• EXERCISE TASK 1: Could you retype the message about the XFS inode btree in full, with no changes?

··· TEXT BLOCK

As expected, we have the inobt magic. Interesting that this is a fairly
full intermediate (level > 0) node. There is no right sibling, which
means we're at the far right end of the tree. I wouldn't mind poking
around a bit more at the tree, but that might be easier with access to
the metadump. I also think that xfs_repair would have complained were
something more significant wrong with the tree.

Hmm, I wonder if the (lightly tested) diff below would help us catch
anything. It basically just splits up the currently combined inobt and
finobt I/O verifiers to expect the appropriate magic number (rather than
accepting either magic for both trees). Could you give that a try?

······

• EXERCISE TASK 2: Can you rewrite the records starting with the line with "Tag the door" and going on through the line with "<point>385,137</point>", swapping "Target" for "Object" and keeping everything else the same?

··· INFORMATION SUPPLIED

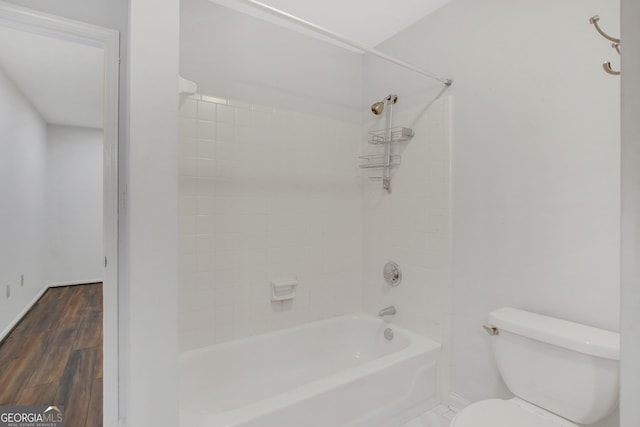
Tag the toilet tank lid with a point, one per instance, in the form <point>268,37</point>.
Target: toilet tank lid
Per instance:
<point>562,333</point>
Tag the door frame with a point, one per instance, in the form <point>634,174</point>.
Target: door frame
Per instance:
<point>109,41</point>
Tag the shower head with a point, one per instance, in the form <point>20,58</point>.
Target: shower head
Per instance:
<point>378,107</point>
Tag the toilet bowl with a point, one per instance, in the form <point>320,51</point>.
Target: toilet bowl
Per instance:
<point>507,413</point>
<point>562,373</point>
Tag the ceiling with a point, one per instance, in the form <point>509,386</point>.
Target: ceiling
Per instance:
<point>368,22</point>
<point>63,80</point>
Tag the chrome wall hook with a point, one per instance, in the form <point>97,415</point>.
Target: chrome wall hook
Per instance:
<point>607,69</point>
<point>594,21</point>
<point>606,66</point>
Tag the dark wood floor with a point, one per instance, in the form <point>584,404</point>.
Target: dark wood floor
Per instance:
<point>54,355</point>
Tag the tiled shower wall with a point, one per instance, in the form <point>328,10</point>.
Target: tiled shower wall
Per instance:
<point>265,194</point>
<point>411,226</point>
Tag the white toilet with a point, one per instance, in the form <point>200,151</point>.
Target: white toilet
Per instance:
<point>562,373</point>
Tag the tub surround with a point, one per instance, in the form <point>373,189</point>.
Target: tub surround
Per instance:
<point>265,194</point>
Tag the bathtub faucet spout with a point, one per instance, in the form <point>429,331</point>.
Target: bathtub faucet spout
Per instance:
<point>387,311</point>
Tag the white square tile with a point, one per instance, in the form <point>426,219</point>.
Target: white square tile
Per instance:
<point>226,114</point>
<point>207,111</point>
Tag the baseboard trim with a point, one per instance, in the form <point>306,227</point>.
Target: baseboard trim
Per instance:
<point>74,283</point>
<point>22,313</point>
<point>457,402</point>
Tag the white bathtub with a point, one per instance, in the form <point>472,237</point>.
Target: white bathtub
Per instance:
<point>335,372</point>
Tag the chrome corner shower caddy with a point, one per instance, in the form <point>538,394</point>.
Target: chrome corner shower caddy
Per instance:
<point>385,137</point>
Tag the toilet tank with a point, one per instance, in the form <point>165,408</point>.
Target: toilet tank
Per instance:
<point>564,367</point>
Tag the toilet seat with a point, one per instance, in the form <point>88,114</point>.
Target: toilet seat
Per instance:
<point>507,413</point>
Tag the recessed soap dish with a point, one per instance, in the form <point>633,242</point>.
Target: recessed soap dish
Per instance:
<point>283,289</point>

······

• FULL RESPONSE 1:
As expected, we have the inobt magic. Interesting that this is a fairly
full intermediate (level > 0) node. There is no right sibling, which
means we're at the far right end of the tree. I wouldn't mind poking
around a bit more at the tree, but that might be easier with access to
the metadump. I also think that xfs_repair would have complained were
something more significant wrong with the tree.

Hmm, I wonder if the (lightly tested) diff below would help us catch
anything. It basically just splits up the currently combined inobt and
finobt I/O verifiers to expect the appropriate magic number (rather than
accepting either magic for both trees). Could you give that a try?

• FULL RESPONSE 2:
Tag the door frame with a point, one per instance, in the form <point>634,174</point>.
Object: door frame
Per instance:
<point>109,41</point>
Tag the shower head with a point, one per instance, in the form <point>20,58</point>.
Object: shower head
Per instance:
<point>378,107</point>
Tag the toilet bowl with a point, one per instance, in the form <point>320,51</point>.
Object: toilet bowl
Per instance:
<point>507,413</point>
<point>562,373</point>
Tag the ceiling with a point, one per instance, in the form <point>509,386</point>.
Object: ceiling
Per instance:
<point>368,22</point>
<point>63,80</point>
Tag the chrome wall hook with a point, one per instance, in the form <point>97,415</point>.
Object: chrome wall hook
Per instance:
<point>607,69</point>
<point>594,21</point>
<point>606,66</point>
Tag the dark wood floor with a point, one per instance, in the form <point>584,404</point>.
Object: dark wood floor
Per instance:
<point>54,355</point>
Tag the tiled shower wall with a point, one per instance, in the form <point>328,10</point>.
Object: tiled shower wall
Per instance:
<point>265,194</point>
<point>411,226</point>
Tag the white toilet with a point, one per instance, in the form <point>200,151</point>.
Object: white toilet
Per instance:
<point>562,373</point>
Tag the tub surround with a point, one per instance, in the form <point>373,189</point>.
Object: tub surround
Per instance:
<point>265,194</point>
Tag the bathtub faucet spout with a point, one per instance, in the form <point>429,331</point>.
Object: bathtub faucet spout
Per instance:
<point>387,311</point>
Tag the white square tile with a point, one per instance, in the form <point>426,219</point>.
Object: white square tile
Per instance:
<point>226,114</point>
<point>207,111</point>
Tag the baseboard trim with a point, one per instance, in the form <point>306,227</point>.
Object: baseboard trim
Per instance:
<point>74,283</point>
<point>22,313</point>
<point>457,402</point>
Tag the white bathtub with a point, one per instance, in the form <point>472,237</point>.
Object: white bathtub
Per instance:
<point>335,372</point>
Tag the chrome corner shower caddy with a point, one per instance, in the form <point>538,394</point>.
Object: chrome corner shower caddy
Per instance:
<point>385,137</point>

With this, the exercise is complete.